Reproduce the passage of the decision-rule discussion that begins with "This implementation of" and ends with "of a solver.", changing "control variable" to "choice variable".

> Selected text:
*-*-*

What I am saying is that the interface to a concretely solved decision rule could be more general even than its implementation, which uses grids.

That interface could be selected based on what traffics well between well-defined use cases.

In any case, I believe:
(a) the solver (of any of the types listed) must output a decision rule
(b) the decision rule and the original model can be used to simulate the system

At this level of abstraction, I am not seeing any constraint specifying that the decision rule needs to be implemented as a set of grids, cartesian or not. But maybe I'm missing something.

@albop
Copy link
Member Author

albop commented Mar 10, 2020

Sticking to the decision rule / grid question, I've got two more comments:

  • maybe a domain object should be attached to the d.r., distinct from the grid. This would fit cases where one regresses a d.r. instead of fitting it on a grid. In practical terms it wouldn't be immediately useful right now (some d.r. objects cat do .fit_values (instead of .set_values), and the Julia version actually has a concept of random grid, but it would bring some mathematical closure. Another way to look at it is that currently the domain is essentially R^n. Changing it would probably require an update to the dolo model specification so it would be post 0.5.
  • about the "locator" I mentioned, current decision rules support some form of it. If you do dr(x, y) where x (resp y) is a continuous value for the exogenous (resp endogenous) state you will trigger a smooth interpolation method for the two arguments. On the other hand if you do dr(i,x) where i is an integer, then you will be using the i-th value of the exogenous grid and interpolate only w.r.t. y.
    • Sometimes both of them make sense (like for a cartesian exogenous grid), sometimes only one of them is well defined (currently). This is a joint property of the grids and the locator. In the new proposal, both would be treated symmetrically so that dr(i,j) would be allowed if the natural representation of the state is discrete. But dr is defined on a product of smolyak states, then dr(i,j) doesn't make sense, but we can define dr(i)
    • When you have a product of more than two grids, you could have dr(x,y,z) or dr(x,i,y) with a predictable behaviour based on type dispatch.

@sbenthall
Copy link
Contributor

What you are describing:

  • an object
  • perhaps with a domain
  • with a grid interpolation-based method for resolving "inputs" into an "output"
  • with methods for inspecting the grid values used in the interpolation

sounds like a good way to implement a mathematical function that is an interpolation over multiple dimensions of grid points.

I think it would make the most sense to implement that functionality in the most general possible way, without complicating it with the specific semantics of being "a decision rule", or having its inputs be either endogenous or exogenous.

This implementation of a function could then be used to implement a "decision rule", which is an object with additional semantics: it is connected to a control variable in a model; its inputs are some subset of the other variables in the model; it can be a variable in the model which other variables depend on; it is the output of a solver.

*-*-*

> Information provided:
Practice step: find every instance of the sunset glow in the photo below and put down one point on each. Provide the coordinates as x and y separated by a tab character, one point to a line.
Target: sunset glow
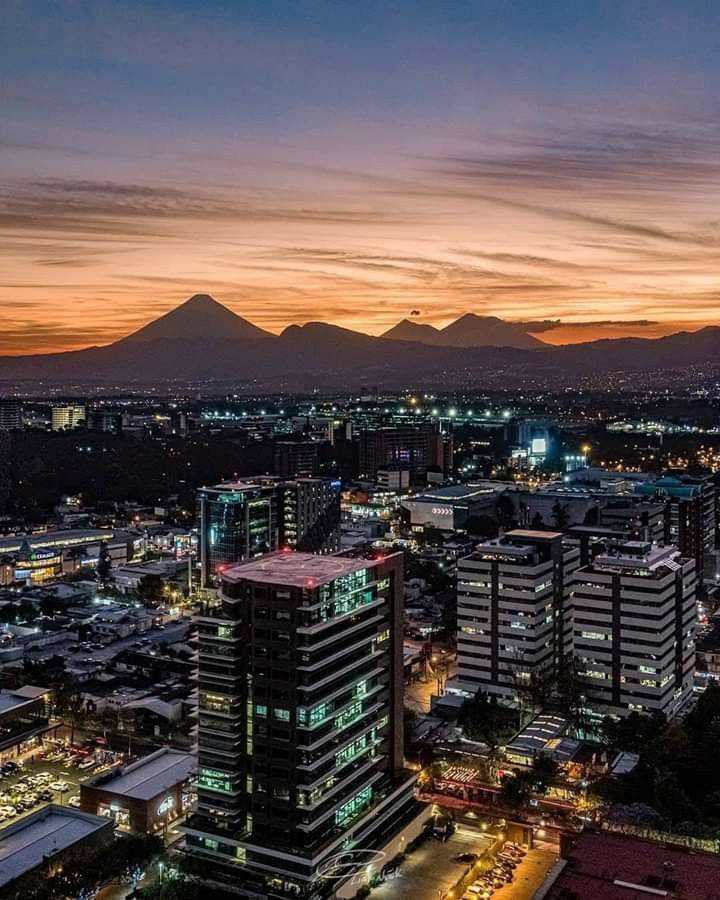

*-*-*

> Solution to this exercise:
This implementation of a function could then be used to implement a "decision rule", which is an object with additional semantics: it is connected to a choice variable in a model; its inputs are some subset of the other variables in the model; it can be a variable in the model which other variables depend on; it is the output of a solver.